* Start Provided data *

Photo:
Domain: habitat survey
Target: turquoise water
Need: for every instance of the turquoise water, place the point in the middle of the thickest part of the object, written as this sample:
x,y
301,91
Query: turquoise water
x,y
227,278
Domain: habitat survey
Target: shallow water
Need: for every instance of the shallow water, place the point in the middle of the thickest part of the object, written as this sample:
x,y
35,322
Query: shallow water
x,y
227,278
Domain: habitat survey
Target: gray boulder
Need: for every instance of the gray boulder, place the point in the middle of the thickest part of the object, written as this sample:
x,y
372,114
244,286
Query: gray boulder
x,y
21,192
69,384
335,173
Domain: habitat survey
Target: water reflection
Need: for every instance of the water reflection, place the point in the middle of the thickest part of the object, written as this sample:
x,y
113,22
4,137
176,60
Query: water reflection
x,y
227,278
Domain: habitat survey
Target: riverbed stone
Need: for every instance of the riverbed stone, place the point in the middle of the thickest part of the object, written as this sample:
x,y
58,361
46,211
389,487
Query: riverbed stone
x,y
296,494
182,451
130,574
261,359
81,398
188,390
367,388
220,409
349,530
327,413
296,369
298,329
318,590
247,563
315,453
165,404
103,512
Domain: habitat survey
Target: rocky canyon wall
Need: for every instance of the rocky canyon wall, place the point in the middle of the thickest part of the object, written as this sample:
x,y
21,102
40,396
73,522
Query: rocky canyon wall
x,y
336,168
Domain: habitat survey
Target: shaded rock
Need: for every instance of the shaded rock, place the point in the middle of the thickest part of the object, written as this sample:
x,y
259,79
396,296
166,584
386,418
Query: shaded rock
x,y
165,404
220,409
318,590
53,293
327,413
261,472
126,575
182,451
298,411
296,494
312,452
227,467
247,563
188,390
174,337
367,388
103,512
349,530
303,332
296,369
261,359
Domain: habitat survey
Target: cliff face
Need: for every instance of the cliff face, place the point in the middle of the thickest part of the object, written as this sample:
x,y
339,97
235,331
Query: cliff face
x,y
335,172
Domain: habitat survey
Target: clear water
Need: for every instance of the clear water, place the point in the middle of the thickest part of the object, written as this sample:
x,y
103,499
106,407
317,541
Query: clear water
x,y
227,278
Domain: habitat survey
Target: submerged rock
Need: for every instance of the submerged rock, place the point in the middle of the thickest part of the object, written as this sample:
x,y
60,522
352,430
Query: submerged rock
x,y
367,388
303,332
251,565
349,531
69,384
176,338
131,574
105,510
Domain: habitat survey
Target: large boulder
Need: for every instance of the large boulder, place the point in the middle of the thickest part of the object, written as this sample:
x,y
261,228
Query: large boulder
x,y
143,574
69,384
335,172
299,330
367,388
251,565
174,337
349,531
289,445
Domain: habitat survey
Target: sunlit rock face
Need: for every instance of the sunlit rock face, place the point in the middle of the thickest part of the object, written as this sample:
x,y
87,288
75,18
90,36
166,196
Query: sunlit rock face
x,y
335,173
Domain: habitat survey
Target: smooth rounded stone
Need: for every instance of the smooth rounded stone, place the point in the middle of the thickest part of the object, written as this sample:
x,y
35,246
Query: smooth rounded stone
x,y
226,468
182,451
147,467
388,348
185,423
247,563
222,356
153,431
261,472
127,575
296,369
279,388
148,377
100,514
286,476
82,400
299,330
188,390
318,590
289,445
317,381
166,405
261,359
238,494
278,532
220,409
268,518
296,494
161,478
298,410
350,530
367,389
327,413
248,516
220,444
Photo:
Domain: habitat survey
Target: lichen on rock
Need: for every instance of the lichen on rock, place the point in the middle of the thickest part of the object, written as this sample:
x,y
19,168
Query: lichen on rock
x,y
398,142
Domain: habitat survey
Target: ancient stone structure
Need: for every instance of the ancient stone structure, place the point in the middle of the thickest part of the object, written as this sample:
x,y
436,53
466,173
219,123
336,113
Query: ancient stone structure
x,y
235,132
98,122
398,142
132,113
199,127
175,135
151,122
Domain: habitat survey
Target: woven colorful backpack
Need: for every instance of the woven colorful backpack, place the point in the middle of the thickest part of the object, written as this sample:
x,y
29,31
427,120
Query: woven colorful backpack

* End Provided data *

#### [Written request]
How many lines in the records contain the string "submerged"? Matching is case-sensitive; reply with only the number.

#### [The reply]
3